<<<<

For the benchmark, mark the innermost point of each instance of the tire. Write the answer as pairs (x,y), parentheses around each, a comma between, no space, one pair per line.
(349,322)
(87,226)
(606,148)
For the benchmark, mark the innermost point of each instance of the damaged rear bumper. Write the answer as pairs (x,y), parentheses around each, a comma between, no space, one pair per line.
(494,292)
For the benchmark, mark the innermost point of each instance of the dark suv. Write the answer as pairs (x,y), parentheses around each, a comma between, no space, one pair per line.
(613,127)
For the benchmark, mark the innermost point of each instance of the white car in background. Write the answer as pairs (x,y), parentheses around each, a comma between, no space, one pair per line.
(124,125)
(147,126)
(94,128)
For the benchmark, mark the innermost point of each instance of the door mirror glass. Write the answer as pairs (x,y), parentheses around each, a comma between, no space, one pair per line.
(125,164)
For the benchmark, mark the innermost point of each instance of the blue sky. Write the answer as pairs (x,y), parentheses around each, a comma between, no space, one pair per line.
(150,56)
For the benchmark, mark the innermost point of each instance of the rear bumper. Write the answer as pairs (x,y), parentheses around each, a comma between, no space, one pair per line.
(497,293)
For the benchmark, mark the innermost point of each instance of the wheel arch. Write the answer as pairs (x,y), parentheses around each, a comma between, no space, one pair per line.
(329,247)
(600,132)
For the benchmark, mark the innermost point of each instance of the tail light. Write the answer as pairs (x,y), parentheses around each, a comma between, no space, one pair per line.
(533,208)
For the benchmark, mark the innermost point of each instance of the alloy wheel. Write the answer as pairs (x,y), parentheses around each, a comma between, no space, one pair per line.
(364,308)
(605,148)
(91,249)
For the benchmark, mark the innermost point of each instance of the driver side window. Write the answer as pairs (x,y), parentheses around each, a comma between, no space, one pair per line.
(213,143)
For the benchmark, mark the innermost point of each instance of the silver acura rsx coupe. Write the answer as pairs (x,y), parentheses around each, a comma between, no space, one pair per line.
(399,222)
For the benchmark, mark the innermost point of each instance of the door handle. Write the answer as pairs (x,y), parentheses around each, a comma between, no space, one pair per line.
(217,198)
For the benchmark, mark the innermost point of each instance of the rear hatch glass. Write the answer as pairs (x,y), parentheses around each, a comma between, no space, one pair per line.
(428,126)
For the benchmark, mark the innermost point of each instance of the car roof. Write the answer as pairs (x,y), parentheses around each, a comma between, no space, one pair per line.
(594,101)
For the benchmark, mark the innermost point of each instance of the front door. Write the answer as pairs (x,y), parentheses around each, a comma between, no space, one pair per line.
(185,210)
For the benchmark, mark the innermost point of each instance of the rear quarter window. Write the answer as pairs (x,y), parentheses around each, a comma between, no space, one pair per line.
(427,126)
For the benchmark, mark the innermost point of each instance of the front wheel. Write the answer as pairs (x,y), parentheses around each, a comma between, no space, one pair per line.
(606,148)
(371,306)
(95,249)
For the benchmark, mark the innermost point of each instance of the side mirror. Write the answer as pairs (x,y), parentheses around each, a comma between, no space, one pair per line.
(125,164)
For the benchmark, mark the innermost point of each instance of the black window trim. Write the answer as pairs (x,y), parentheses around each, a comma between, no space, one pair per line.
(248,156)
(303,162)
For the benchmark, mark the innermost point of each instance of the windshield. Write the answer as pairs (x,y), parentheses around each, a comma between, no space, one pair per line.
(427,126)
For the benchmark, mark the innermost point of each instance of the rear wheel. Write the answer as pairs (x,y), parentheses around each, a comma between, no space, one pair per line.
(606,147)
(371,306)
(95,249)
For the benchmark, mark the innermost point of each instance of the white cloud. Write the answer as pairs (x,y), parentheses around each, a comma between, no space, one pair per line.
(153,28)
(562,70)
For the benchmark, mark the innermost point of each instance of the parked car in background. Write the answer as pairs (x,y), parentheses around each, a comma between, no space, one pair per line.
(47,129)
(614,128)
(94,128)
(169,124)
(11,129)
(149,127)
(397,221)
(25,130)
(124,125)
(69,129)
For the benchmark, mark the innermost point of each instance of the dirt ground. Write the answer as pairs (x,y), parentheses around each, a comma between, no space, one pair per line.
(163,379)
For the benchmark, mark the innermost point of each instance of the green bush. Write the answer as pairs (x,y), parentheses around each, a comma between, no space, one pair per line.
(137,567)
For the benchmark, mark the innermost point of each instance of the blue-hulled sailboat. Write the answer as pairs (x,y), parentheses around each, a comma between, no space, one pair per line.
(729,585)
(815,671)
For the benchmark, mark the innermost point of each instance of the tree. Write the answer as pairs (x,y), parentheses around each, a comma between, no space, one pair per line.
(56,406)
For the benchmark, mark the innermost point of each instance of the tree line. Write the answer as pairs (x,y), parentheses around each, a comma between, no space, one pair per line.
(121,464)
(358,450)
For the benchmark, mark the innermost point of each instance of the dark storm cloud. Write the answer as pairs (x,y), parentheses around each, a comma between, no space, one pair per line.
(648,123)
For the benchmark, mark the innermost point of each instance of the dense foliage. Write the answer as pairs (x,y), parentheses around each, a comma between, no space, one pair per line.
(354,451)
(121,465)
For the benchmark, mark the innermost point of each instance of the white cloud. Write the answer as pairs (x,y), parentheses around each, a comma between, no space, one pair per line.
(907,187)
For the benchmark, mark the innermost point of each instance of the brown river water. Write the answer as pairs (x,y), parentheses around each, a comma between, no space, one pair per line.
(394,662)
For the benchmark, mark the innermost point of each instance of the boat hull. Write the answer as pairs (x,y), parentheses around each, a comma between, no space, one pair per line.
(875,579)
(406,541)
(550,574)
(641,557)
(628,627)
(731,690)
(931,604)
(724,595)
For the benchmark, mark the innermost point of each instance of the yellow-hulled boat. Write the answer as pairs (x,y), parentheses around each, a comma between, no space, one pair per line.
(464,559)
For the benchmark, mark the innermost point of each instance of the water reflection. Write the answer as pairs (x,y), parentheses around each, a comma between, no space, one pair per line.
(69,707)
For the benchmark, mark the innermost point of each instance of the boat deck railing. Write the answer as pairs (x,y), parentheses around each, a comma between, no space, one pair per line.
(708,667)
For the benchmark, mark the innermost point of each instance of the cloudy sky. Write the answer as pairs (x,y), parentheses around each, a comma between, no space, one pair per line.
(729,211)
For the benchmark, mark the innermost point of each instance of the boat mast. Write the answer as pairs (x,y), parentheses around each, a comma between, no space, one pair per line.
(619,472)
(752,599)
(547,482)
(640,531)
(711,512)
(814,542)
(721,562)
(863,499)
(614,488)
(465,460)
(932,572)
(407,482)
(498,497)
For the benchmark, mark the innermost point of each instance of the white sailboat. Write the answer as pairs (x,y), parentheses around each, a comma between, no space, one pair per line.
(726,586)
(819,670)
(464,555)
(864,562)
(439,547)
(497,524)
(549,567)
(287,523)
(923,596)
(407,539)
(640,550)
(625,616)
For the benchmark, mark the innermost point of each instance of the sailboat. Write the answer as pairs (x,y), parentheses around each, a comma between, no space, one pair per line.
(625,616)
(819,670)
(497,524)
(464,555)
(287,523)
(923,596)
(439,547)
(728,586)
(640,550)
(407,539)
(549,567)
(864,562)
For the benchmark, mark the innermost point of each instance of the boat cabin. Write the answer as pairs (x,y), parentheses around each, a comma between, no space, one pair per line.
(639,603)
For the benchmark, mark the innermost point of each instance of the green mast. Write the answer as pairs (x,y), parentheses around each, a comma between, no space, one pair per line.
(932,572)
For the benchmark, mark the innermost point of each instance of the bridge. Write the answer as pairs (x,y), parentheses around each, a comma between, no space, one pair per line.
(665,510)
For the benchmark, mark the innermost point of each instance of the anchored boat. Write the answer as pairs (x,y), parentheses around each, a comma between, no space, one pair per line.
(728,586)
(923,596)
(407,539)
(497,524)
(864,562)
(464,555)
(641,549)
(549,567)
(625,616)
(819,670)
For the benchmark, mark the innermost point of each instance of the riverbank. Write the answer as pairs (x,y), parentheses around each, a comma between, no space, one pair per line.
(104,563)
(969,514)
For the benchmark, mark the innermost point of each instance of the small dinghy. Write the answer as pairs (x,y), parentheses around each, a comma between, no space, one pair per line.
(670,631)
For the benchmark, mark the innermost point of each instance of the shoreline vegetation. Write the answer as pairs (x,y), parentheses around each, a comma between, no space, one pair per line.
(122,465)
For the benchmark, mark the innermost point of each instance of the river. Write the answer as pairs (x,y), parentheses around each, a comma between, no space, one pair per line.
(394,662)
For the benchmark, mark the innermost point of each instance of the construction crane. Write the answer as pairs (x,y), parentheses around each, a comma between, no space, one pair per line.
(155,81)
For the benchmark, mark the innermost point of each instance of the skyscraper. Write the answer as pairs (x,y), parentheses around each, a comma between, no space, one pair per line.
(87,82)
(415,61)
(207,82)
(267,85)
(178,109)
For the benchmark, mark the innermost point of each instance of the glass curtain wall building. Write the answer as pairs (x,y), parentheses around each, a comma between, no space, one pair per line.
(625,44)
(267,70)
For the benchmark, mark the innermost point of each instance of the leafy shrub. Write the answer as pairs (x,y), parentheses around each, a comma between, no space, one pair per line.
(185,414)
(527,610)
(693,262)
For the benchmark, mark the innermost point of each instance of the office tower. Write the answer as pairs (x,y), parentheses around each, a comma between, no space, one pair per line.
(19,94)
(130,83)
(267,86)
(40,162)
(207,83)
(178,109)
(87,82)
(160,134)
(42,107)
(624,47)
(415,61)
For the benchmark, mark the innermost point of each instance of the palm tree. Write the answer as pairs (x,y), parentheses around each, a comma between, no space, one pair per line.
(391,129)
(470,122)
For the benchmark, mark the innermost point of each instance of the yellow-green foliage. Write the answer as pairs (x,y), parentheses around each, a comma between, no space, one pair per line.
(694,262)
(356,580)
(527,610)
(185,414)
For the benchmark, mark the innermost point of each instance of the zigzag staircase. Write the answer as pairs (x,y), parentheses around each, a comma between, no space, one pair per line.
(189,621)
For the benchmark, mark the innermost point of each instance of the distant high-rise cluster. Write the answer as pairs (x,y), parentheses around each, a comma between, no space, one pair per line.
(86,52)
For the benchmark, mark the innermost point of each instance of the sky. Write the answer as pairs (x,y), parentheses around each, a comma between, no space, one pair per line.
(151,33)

>>>>

- **What you are asked to do**: Through the last line of the entries above, beginning at the line containing "of the palm", transcribe each line exactly, both ends included and nothing more.

- **Written answer**:
For the benchmark, mark the innermost point of each instance of the palm tree. Write the answer as pairs (x,y), parentheses around each, a comma between, no space, one pair per line.
(391,129)
(470,122)
For the benchmark, mark the innermost point of each instance of the yellow-green foliage. Write the answer as pairs (x,y), parentheses around each, a comma between, no space, one pair per line.
(694,262)
(356,580)
(527,610)
(185,414)
For the benchmark, mark the innermost point of each instance of the zigzag staircase. Write the answer as pairs (x,y), parentheses around each, a comma between, no space, one pair per line.
(189,621)
For the benchmark, mark the innermost point of each instance of the distant high-rise cluster. Write the answer as pairs (x,y), parentheses around each, a comma between, no space, one pair per line.
(86,52)
For the benchmark, mark the innermost point of each instance of the sky. Write the answer as pairs (x,y), parentheses around each, a comma between, no space, one pair per line.
(151,33)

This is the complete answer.